== Materials provided

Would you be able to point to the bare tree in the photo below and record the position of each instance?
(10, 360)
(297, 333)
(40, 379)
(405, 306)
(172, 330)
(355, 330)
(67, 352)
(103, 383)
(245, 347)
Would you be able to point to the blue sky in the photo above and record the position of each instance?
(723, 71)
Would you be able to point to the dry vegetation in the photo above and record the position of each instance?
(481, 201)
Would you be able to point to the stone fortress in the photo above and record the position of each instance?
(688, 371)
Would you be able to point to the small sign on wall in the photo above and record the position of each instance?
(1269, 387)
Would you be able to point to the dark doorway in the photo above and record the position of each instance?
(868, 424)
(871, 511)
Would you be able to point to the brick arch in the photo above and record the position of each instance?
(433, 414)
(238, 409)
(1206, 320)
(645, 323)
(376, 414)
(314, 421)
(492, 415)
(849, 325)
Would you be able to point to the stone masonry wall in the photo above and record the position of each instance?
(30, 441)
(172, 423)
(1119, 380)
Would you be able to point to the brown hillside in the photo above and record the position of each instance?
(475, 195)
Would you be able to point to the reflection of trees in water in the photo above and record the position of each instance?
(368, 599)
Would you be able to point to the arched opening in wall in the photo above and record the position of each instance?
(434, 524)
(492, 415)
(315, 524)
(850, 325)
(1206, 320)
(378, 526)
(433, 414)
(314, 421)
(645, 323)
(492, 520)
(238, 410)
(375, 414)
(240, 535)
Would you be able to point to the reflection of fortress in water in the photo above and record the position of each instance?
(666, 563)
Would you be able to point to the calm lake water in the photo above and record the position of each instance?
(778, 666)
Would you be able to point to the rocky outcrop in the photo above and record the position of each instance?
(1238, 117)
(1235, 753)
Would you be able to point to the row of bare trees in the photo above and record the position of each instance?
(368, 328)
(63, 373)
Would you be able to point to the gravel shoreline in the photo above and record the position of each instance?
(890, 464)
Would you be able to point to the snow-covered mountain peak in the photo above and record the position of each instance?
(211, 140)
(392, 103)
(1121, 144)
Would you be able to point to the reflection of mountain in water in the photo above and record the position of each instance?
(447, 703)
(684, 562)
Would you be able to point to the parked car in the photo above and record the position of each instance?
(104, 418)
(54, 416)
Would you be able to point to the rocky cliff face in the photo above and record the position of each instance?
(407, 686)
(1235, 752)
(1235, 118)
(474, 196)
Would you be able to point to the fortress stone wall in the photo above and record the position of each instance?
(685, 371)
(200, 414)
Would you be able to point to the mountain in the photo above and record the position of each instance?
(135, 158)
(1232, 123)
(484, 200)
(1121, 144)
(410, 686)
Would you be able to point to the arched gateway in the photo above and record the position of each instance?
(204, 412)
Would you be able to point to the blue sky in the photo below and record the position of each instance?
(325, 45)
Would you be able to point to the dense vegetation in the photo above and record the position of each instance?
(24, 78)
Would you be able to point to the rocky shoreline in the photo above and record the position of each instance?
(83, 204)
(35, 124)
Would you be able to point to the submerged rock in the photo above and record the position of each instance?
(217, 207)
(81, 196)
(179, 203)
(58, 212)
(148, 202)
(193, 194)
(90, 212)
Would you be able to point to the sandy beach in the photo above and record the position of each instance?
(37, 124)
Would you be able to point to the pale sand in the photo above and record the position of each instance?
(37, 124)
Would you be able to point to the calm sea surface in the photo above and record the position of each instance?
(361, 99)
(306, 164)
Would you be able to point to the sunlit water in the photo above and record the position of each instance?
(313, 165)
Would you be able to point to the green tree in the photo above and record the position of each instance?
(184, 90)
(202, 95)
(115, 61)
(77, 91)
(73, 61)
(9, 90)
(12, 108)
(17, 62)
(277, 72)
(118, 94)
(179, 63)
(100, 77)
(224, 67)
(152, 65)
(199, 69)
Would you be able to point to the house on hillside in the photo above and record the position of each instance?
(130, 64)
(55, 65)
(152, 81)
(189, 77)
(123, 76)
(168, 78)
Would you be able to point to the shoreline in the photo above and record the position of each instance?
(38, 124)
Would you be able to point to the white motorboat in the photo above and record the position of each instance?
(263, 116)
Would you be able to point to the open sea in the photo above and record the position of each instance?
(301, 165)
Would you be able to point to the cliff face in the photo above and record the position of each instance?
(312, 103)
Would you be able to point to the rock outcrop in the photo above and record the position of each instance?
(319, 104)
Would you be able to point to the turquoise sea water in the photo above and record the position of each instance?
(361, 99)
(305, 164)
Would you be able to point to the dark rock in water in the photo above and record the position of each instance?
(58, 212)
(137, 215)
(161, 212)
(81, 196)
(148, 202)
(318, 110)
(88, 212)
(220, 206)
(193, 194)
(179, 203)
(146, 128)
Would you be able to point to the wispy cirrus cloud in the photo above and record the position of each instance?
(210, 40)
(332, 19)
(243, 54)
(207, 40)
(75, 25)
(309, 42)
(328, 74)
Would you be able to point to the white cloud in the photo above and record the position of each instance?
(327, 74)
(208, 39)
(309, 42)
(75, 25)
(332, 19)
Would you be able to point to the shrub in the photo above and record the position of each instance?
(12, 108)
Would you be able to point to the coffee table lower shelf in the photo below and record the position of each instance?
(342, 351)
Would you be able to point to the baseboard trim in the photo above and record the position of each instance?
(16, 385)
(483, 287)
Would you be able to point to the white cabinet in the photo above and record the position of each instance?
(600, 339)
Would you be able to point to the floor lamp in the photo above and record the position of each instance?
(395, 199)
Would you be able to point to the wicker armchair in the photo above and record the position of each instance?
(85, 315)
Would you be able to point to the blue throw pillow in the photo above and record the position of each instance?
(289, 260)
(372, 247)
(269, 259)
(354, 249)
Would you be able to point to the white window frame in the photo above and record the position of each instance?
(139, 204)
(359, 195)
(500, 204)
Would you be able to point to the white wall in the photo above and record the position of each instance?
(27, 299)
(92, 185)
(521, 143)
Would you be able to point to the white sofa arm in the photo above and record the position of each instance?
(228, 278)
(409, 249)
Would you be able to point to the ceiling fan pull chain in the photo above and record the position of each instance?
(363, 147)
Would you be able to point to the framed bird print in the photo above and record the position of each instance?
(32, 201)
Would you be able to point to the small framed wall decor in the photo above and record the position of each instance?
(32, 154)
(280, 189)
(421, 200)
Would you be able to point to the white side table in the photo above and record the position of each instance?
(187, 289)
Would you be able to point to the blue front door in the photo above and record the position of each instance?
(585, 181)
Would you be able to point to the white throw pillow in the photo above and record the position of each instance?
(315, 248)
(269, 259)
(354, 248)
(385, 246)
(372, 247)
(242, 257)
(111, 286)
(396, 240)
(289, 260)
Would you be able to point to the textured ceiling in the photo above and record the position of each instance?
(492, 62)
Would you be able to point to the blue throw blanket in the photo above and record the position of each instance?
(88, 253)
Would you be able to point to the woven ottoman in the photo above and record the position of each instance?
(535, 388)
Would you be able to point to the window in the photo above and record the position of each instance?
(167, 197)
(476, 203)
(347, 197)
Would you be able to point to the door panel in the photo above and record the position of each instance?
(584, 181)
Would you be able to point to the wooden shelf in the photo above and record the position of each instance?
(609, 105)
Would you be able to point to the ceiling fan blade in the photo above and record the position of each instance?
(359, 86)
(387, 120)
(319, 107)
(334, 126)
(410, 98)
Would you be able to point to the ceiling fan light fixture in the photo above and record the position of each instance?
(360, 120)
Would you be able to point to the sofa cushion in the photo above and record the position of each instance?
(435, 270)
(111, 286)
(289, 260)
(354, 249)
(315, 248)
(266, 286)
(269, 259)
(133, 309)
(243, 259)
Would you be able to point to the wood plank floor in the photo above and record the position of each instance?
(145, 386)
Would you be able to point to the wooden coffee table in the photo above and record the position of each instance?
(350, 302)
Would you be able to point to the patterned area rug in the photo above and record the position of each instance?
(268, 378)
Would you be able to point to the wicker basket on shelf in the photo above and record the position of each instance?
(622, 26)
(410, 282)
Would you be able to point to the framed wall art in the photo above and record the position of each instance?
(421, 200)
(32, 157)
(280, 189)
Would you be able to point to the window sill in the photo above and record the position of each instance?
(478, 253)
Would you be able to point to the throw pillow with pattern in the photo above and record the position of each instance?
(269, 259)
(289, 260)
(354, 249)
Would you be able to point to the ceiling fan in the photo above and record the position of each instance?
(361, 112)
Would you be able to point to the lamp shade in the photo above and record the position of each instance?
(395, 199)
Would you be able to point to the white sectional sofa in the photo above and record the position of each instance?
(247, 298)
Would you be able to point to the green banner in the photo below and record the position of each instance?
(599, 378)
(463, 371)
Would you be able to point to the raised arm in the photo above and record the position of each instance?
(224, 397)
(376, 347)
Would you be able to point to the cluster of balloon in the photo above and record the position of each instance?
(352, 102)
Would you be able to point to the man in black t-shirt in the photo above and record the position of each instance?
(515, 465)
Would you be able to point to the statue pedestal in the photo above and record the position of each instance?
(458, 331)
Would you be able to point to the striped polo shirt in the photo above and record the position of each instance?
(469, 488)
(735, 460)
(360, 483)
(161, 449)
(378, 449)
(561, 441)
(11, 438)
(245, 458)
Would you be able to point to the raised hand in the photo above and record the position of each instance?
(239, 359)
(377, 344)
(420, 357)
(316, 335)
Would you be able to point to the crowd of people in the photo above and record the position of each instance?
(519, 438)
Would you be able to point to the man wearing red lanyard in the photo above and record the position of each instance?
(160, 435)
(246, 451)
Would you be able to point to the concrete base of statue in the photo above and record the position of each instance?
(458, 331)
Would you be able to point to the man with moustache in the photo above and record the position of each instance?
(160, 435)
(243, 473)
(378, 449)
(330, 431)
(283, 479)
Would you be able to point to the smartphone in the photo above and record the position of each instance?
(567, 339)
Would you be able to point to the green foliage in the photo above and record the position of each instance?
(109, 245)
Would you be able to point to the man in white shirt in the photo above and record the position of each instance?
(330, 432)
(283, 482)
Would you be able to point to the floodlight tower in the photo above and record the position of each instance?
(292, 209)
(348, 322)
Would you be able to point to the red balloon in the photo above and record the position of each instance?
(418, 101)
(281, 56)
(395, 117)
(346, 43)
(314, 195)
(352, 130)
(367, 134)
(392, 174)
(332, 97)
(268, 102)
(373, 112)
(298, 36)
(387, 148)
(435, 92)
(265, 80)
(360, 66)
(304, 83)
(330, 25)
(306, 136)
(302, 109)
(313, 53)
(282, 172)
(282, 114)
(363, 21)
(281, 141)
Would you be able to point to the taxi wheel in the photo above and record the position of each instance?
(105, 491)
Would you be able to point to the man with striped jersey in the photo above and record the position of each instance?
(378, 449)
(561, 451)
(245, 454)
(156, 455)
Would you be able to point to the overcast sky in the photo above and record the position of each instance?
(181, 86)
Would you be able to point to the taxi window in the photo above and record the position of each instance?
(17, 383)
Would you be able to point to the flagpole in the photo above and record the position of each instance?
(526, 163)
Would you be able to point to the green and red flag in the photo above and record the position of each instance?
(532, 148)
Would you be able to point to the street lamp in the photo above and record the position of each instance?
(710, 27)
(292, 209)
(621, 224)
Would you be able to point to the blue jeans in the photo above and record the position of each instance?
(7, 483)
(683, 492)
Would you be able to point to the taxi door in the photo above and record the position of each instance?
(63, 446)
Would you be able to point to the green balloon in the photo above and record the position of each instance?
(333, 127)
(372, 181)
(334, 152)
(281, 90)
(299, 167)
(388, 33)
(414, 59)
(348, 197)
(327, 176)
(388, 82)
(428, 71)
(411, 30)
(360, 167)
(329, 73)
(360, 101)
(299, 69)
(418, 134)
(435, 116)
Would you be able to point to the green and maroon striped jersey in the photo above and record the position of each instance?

====

> **Stated exercise**
Reproduce, exactly and with nothing added, the lines from the one that includes "Would you be able to point to the street" through the last line of the material.

> **Answer to the task**
Would you be able to point to the street lamp in the photo above and record the position of each instance?
(710, 27)
(292, 209)
(621, 224)
Would you be able to point to the blue jeans in the photo above and record the position of each instance?
(7, 483)
(683, 492)
Would you be able to point to the taxi door in the photo above and record the position of each instance?
(63, 446)
Would you be able to point to the green balloon in the photo above and record the position of each instance?
(333, 127)
(372, 181)
(334, 152)
(281, 90)
(299, 167)
(388, 33)
(414, 59)
(348, 197)
(327, 176)
(388, 82)
(428, 71)
(411, 30)
(360, 167)
(329, 73)
(360, 101)
(299, 69)
(418, 134)
(435, 116)
Would you be able to point to the green and maroon striped jersey in the photo above and record the position of each instance?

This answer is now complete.